What is required: Return every line of the records that includes the string "pink".

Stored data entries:

──────────

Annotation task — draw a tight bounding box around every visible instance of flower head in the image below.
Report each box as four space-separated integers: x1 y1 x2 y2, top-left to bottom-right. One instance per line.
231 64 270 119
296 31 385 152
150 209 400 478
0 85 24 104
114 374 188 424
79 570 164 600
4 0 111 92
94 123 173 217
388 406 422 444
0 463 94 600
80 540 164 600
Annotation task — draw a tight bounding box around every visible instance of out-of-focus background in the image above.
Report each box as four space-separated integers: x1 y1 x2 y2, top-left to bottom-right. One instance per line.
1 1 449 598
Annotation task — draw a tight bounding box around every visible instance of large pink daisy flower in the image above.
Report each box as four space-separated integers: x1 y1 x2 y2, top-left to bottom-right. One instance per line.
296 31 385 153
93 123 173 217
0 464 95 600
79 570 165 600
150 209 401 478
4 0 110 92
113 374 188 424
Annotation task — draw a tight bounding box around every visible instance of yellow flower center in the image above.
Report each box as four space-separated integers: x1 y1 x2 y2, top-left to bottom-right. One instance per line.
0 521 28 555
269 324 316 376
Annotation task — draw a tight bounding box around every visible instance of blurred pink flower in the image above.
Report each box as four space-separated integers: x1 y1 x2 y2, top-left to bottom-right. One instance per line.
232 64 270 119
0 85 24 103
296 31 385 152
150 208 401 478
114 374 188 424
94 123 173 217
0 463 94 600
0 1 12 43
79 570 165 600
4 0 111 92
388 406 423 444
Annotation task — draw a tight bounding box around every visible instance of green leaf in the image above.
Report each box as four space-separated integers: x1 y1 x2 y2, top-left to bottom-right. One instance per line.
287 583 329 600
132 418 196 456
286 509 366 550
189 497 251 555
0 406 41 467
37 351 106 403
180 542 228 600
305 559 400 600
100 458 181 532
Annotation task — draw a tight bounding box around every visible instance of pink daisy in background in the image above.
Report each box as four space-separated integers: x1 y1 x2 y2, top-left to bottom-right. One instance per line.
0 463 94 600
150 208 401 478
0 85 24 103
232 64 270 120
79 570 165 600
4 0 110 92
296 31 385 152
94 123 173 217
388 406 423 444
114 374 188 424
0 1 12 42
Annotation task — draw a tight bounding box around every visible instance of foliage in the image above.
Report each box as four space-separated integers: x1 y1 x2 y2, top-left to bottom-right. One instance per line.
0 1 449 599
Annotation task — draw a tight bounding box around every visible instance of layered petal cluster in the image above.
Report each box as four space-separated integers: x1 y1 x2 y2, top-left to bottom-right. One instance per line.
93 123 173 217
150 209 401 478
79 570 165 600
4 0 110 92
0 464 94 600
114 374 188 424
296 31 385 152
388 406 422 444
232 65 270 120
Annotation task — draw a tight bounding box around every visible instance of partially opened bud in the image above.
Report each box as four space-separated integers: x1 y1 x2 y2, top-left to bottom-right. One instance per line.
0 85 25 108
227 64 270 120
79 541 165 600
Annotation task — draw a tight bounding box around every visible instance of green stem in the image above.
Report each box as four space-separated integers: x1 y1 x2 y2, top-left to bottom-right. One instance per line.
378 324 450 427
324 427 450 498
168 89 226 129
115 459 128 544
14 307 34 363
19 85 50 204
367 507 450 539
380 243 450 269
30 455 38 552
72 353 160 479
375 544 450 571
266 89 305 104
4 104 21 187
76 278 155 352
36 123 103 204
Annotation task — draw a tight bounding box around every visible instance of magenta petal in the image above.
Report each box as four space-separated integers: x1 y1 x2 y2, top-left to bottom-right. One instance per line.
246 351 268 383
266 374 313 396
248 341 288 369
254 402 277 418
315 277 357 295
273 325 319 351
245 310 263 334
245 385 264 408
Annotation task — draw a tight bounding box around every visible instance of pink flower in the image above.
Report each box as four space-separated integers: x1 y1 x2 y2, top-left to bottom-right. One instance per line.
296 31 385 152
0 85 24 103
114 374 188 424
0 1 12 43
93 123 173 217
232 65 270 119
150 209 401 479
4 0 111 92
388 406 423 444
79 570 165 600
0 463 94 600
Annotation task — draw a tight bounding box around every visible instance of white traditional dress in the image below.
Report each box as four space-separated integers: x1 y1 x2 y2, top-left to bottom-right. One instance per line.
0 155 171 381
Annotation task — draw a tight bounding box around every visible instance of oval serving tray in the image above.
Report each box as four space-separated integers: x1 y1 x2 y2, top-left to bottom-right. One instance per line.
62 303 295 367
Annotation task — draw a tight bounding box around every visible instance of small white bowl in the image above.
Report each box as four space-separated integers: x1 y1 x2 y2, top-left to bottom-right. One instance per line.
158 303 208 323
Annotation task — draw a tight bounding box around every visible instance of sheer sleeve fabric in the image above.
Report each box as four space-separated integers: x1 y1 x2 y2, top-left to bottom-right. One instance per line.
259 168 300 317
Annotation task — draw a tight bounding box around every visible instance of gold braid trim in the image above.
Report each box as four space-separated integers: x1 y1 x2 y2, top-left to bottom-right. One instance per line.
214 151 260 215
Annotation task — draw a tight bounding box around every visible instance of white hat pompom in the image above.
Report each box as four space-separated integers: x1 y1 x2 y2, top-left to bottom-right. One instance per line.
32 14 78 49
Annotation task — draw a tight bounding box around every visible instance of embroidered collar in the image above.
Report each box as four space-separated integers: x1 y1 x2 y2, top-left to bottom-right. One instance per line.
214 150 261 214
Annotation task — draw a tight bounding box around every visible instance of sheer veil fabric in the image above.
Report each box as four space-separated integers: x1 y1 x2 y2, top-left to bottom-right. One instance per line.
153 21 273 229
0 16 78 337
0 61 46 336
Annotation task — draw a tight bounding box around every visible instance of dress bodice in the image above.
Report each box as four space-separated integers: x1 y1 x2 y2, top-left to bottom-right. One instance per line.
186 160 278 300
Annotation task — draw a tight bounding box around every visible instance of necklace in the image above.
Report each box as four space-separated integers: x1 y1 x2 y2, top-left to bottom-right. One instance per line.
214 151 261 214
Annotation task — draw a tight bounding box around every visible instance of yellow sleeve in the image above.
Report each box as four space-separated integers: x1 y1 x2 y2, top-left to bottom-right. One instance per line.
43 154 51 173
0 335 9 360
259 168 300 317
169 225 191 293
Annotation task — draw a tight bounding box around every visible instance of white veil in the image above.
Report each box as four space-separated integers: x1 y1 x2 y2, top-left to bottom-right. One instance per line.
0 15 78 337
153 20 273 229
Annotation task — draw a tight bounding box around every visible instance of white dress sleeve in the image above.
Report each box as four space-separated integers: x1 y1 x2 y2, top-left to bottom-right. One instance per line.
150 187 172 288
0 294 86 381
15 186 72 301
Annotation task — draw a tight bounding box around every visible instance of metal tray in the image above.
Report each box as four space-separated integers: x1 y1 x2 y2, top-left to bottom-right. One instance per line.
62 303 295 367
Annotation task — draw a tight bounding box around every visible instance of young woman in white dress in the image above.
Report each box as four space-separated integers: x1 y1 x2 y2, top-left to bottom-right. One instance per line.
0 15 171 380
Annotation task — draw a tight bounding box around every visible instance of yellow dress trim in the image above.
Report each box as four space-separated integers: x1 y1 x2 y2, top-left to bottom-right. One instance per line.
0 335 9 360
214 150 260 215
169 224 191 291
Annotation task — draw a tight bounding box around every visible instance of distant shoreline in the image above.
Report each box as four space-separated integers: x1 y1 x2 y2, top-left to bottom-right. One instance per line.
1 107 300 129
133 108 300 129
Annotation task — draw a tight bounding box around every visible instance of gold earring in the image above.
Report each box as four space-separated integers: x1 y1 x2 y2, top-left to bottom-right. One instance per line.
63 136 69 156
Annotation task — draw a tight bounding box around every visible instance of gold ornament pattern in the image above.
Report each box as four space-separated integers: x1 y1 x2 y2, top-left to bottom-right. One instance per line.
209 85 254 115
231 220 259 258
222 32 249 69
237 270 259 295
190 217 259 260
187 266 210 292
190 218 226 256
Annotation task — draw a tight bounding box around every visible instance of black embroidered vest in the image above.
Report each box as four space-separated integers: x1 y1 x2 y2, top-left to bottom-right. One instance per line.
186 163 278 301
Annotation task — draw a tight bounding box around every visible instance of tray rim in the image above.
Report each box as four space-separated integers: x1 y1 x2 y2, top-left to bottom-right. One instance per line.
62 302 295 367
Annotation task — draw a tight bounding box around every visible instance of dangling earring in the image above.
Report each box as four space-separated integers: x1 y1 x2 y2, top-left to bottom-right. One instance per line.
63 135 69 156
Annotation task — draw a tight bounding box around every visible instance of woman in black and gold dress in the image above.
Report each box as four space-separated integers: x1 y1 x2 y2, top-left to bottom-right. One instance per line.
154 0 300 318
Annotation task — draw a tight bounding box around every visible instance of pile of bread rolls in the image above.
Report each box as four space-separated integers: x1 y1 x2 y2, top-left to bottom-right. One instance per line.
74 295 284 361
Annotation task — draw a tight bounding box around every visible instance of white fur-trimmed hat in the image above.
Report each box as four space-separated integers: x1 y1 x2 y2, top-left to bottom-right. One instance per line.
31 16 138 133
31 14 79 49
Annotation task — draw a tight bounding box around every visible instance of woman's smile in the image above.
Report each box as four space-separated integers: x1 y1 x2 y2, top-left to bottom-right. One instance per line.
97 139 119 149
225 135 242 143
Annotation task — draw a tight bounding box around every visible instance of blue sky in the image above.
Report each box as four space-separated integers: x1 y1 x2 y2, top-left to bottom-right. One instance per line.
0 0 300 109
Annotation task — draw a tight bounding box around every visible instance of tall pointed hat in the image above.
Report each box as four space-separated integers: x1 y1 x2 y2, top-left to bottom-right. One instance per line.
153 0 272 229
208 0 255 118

──────────

Worked solution:
Annotation task — draw a tight bounding box around every visible instance of large pink daisy flower in the image above.
Annotation task — draw a tight bounding box around every visible instance of blurred pink flower in the image above.
Annotation task — draw a tight bounding box around every visible instance of pink daisy in background in the image above.
Annotation task — draw a tight bounding box around every visible instance of pink flower in the image above.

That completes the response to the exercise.